The entries below are to be reproduced in full, exactly as written.

Excerpted data
● ● ● ● ●
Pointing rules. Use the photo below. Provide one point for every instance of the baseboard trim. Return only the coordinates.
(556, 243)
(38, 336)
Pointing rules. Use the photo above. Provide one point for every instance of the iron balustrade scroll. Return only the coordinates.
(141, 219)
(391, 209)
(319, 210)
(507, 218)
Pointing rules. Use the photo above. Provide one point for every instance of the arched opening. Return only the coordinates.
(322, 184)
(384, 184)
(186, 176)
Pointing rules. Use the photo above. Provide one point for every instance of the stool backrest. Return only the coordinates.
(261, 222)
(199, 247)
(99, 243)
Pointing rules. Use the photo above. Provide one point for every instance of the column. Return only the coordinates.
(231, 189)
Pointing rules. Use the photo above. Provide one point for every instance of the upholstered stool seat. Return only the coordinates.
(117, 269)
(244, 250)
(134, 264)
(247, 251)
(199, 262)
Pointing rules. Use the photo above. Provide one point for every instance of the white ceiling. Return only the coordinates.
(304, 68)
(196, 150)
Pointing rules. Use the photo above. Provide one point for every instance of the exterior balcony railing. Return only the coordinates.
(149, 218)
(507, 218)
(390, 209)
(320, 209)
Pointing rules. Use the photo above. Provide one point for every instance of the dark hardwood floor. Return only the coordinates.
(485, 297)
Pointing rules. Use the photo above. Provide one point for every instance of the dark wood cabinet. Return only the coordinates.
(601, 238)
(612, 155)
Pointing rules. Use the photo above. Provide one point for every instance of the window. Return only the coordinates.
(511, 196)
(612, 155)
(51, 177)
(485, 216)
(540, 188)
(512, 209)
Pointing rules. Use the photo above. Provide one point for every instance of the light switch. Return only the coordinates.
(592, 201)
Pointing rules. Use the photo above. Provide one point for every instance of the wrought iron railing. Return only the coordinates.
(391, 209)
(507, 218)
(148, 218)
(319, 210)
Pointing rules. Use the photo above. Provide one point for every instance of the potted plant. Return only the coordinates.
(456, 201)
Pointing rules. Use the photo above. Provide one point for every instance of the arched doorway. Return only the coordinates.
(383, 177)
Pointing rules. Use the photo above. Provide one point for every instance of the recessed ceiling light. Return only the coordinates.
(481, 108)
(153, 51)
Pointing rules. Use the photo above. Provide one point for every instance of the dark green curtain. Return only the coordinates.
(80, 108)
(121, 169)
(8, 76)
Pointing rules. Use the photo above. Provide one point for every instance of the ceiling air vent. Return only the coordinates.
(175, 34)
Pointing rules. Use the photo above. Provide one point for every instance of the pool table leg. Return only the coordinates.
● ● ● ● ●
Task result
Pointing rules. Use the photo below. Provide one point for every instance of the baseboard trim. Return only the coordinates.
(556, 243)
(38, 336)
Pointing rules. Use the photo above. Provide one point for every instance of the iron balustrade scroll. Return only the coordinates.
(141, 219)
(391, 209)
(319, 210)
(507, 218)
Pointing rules. Use the photo above. Provide one point for every instance of the arched opening. Return only the coordinates.
(322, 184)
(384, 184)
(186, 176)
Pointing rules. Use the photo above. Provide one point for every instance of the stool backrest. Return only the coordinates.
(261, 222)
(199, 247)
(99, 243)
Pointing rules. Use the photo above. Provide one point for every instance of the column. Return only the coordinates.
(231, 189)
Pointing rules. Use the photo above. Provide one point for every instance of the upholstered stool seat. Return only the coordinates.
(117, 269)
(244, 250)
(134, 264)
(247, 251)
(199, 262)
Pointing rules. Use the photo above. Provide one point for every instance of the white ceiling. Return only the coordinates.
(304, 68)
(196, 150)
Pointing rules. Use the photo above. Provide one point for every instance of the exterior balcony railing. Return only the coordinates.
(149, 218)
(507, 218)
(390, 209)
(320, 209)
Pointing rules. Use the photo above. Provide one point for every instance of the dark hardwood floor. Return only the coordinates.
(485, 297)
Pointing rules. Use the photo above. Provide one point for every instance of the dark wood cabinet. Return only the coordinates.
(601, 238)
(612, 155)
Pointing rules. Use the photo above. Provide one point for every instance of the window. Return only the coordinates.
(511, 196)
(612, 155)
(51, 177)
(485, 216)
(540, 188)
(512, 209)
Pointing rules. Use the photo above. Provide one point for every instance of the light switch. Return only the coordinates.
(592, 201)
Pointing rules. Use the photo above. Provide one point for every instance of the wrought iron railing. Return only the coordinates.
(391, 209)
(507, 218)
(148, 218)
(319, 210)
Pointing rules. Use the photo above. Provide one point for every instance of the potted plant. Return only the coordinates.
(456, 201)
Pointing rules. Use the photo above. Provide one point for every instance of the arched doorway. Return only the coordinates.
(383, 177)
Pointing rules. Use the photo above. Provide one point for every instance of the recessed ceiling light. Return only the coordinates.
(481, 108)
(153, 51)
Pointing rules. Use the photo above. Provide one point for every instance of the dark green curtain. Return only the coordinates.
(80, 108)
(121, 169)
(8, 76)
Pointing rules. Use the photo above. Provide one point for every instance of the ceiling air vent. Return only the coordinates.
(175, 34)
Pointing rules. Use the photo above. Provide one point for every instance of the pool table leg. Return only the coordinates.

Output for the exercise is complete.